▶ **DATA EXTRACTS**
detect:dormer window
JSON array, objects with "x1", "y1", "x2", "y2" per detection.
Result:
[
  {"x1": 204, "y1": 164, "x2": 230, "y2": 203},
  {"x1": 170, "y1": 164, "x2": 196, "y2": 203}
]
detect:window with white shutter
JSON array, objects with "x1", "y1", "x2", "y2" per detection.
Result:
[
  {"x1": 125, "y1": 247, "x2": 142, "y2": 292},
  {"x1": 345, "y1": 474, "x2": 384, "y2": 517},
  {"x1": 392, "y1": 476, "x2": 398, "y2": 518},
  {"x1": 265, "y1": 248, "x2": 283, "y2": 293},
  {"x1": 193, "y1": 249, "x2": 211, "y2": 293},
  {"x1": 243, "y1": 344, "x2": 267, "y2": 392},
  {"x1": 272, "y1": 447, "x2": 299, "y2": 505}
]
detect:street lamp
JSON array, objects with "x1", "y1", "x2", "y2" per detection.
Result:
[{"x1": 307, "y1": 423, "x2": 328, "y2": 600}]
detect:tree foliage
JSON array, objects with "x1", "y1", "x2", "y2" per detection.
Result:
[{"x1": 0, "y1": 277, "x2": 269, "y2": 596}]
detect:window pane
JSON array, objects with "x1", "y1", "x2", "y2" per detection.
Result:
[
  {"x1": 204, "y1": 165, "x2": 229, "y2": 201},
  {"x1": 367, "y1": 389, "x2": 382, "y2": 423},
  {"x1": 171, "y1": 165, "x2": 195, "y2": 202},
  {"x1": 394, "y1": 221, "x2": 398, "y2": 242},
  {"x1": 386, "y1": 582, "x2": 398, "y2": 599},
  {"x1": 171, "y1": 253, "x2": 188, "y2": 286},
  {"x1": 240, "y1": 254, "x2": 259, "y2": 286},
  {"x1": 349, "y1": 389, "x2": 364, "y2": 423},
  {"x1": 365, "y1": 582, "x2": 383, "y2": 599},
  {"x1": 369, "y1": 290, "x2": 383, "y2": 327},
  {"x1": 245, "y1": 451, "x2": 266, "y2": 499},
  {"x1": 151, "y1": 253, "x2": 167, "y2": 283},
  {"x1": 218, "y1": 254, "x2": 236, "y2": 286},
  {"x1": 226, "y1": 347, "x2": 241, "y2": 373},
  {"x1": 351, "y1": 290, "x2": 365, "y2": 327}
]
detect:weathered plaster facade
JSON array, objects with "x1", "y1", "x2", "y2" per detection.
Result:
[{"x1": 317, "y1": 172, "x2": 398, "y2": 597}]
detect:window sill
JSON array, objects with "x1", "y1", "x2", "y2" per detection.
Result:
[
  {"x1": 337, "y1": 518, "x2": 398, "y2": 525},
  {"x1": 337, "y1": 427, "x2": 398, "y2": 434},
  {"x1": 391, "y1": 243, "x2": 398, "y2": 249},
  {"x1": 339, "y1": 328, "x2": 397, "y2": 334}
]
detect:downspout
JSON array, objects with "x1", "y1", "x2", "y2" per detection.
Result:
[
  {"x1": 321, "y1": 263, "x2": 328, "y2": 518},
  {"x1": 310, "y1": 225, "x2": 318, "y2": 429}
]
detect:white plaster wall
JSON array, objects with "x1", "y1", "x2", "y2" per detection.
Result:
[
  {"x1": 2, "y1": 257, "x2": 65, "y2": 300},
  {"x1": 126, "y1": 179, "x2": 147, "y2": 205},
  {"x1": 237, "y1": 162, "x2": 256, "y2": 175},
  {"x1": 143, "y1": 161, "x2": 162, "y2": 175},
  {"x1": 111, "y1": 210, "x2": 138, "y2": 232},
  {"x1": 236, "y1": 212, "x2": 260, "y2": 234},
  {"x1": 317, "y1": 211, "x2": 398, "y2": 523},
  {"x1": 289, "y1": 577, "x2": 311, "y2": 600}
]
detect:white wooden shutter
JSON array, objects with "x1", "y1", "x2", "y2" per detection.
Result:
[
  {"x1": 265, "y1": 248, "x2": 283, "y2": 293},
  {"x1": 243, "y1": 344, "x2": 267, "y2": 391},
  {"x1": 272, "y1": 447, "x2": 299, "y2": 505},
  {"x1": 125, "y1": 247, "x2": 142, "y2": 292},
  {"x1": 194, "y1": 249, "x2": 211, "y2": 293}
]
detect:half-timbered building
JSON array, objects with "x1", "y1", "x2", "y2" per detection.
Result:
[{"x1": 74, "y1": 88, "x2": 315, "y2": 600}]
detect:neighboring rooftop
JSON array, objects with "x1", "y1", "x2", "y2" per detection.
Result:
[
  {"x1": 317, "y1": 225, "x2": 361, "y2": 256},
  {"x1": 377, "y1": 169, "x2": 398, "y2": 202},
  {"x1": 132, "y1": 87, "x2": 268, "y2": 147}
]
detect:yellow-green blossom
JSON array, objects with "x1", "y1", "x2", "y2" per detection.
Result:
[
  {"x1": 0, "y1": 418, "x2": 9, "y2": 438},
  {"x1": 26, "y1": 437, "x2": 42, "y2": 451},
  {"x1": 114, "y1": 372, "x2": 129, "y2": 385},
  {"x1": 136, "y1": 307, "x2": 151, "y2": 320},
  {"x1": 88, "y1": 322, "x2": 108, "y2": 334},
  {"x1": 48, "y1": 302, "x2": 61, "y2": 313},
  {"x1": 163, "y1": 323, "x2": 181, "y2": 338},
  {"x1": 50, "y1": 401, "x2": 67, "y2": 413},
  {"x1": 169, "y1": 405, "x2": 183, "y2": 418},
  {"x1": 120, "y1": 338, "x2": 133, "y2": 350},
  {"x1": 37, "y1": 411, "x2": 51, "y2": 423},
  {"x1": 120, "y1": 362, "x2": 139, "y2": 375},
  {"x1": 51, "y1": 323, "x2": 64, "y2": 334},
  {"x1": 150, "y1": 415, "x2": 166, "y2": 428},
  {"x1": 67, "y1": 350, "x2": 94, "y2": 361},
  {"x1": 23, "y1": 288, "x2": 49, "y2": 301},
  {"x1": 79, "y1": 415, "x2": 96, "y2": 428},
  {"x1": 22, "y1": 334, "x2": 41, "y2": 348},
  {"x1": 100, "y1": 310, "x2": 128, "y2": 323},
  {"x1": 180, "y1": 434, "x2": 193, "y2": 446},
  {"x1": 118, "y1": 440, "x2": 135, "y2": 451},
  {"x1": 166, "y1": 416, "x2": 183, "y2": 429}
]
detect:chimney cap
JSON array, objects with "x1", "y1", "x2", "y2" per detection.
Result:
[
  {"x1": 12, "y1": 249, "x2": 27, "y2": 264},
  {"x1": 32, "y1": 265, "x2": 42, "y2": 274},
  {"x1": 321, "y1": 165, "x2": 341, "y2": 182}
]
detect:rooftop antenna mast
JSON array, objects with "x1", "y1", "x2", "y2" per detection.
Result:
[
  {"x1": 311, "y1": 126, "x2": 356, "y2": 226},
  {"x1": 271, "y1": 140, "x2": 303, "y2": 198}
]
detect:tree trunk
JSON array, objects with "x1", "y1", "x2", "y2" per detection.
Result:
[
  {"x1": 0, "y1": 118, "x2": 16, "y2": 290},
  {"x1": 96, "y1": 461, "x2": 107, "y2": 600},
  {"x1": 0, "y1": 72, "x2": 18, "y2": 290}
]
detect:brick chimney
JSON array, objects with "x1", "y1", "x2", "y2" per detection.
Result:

▶ **TASK DIRECTIONS**
Show every line of the records above that contains the word "window".

▶ **RESPONSE BELOW**
detect:dormer window
detect:window with white shutter
detect:window pane
detect:window sill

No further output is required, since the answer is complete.